#### Information provided:

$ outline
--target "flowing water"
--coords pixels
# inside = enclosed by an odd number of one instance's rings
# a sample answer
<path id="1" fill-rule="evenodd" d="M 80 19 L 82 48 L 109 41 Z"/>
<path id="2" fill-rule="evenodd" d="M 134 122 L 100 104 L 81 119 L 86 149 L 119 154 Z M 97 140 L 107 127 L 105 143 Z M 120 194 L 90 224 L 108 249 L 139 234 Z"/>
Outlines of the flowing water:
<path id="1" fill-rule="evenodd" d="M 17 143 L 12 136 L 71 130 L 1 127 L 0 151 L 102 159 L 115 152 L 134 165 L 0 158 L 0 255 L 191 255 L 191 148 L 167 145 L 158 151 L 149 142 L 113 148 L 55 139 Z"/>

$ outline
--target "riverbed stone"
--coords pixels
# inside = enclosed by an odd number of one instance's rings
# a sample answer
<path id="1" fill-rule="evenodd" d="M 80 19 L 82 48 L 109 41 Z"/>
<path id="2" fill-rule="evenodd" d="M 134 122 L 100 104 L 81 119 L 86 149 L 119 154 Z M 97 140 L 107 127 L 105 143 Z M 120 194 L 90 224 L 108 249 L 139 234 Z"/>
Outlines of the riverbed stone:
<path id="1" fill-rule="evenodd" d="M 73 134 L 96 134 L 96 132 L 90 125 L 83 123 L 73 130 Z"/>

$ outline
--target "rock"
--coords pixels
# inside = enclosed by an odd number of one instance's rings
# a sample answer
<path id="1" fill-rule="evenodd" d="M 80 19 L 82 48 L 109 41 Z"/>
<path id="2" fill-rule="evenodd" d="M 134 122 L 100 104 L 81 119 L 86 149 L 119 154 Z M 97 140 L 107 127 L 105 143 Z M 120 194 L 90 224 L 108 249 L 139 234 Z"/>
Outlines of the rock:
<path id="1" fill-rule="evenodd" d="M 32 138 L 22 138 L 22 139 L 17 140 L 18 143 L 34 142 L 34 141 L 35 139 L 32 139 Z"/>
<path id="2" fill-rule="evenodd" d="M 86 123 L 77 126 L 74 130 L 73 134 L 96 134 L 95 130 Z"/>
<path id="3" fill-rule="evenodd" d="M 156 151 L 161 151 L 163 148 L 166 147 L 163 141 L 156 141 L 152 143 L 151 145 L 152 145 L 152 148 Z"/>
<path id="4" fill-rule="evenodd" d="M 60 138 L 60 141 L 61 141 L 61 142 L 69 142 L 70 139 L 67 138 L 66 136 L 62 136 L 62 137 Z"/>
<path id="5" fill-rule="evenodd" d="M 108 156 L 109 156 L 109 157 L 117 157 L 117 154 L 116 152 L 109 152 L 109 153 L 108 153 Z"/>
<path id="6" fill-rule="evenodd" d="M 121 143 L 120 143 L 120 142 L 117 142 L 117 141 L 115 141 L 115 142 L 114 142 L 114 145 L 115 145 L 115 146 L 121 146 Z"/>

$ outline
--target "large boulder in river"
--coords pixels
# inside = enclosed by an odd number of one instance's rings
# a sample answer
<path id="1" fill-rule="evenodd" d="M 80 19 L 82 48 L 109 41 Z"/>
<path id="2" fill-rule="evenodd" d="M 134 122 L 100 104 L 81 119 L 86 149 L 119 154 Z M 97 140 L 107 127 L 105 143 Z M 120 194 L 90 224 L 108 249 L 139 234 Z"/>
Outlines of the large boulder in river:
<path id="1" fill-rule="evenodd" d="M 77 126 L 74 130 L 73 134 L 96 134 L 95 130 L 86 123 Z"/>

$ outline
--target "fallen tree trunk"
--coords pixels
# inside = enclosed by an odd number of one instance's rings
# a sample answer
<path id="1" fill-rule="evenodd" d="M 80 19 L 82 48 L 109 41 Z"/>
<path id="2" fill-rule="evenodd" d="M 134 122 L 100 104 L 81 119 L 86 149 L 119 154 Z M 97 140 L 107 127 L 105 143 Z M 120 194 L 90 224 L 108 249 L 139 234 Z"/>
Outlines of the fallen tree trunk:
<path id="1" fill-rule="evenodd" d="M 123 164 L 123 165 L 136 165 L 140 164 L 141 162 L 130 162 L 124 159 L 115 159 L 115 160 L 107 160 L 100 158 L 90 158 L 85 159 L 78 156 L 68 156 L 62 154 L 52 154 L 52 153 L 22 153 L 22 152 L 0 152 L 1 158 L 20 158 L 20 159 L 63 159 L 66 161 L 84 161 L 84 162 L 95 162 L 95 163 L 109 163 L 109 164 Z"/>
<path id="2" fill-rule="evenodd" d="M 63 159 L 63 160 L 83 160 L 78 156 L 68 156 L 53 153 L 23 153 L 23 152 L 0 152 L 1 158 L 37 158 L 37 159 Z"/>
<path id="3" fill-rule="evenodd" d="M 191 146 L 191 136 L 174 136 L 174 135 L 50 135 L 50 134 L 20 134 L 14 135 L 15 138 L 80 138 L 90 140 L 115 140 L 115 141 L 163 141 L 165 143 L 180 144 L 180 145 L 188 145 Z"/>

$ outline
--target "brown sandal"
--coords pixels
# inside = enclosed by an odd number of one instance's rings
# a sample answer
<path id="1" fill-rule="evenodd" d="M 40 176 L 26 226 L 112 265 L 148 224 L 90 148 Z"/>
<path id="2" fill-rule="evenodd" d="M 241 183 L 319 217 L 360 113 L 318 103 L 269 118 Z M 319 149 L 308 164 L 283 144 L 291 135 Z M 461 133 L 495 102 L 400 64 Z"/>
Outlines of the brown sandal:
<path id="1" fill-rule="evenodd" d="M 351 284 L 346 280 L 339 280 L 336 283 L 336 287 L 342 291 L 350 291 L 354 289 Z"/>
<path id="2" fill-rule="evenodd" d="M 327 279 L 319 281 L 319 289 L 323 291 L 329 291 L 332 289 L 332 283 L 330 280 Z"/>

#### What you are asked to do:
Reproduce the rows verbatim from their first line through the line containing "Outlines of the flowing", with both ends included.

#### Complete answer:
$ outline
--target "flowing water"
--coords pixels
# inside = enclosed by an odd number of one instance's rings
# a sample answer
<path id="1" fill-rule="evenodd" d="M 80 19 L 82 48 L 109 41 Z"/>
<path id="2" fill-rule="evenodd" d="M 134 122 L 100 104 L 81 119 L 86 149 L 119 154 Z M 97 140 L 107 127 L 105 143 Z M 120 194 L 90 224 L 108 249 L 139 234 Z"/>
Outlines of the flowing water:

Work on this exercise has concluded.